What the exercise asks: Copy out each line below that contains the string "handle", matching its case.

Data provided:
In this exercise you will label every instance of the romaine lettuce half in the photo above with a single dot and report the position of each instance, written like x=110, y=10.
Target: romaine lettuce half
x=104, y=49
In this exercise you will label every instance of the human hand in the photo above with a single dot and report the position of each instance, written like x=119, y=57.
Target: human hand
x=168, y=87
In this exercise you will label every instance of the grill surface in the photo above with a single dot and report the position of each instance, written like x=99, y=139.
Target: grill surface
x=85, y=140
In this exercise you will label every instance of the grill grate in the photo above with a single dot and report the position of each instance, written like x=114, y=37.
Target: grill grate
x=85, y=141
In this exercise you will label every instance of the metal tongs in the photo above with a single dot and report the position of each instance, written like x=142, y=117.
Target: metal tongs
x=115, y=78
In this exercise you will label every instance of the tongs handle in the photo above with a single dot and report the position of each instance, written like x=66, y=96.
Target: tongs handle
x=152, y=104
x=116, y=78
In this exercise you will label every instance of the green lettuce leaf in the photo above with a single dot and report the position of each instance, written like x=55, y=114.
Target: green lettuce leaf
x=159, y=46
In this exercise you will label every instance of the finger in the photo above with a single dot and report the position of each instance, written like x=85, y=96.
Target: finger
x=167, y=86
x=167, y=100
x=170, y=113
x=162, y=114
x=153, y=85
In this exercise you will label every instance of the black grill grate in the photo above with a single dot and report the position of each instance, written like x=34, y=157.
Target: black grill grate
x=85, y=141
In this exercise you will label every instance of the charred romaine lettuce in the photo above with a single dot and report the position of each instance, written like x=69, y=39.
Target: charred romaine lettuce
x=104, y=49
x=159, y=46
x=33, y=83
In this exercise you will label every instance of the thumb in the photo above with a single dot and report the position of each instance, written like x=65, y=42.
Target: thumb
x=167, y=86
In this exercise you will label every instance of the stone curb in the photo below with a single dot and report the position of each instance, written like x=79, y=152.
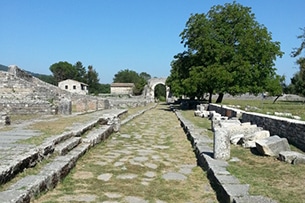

Written answer:
In this exercise you will label every instance of the tongs handle in the photo above with a single dot and report the position of each instance, written like x=66, y=96.
Target: tongs handle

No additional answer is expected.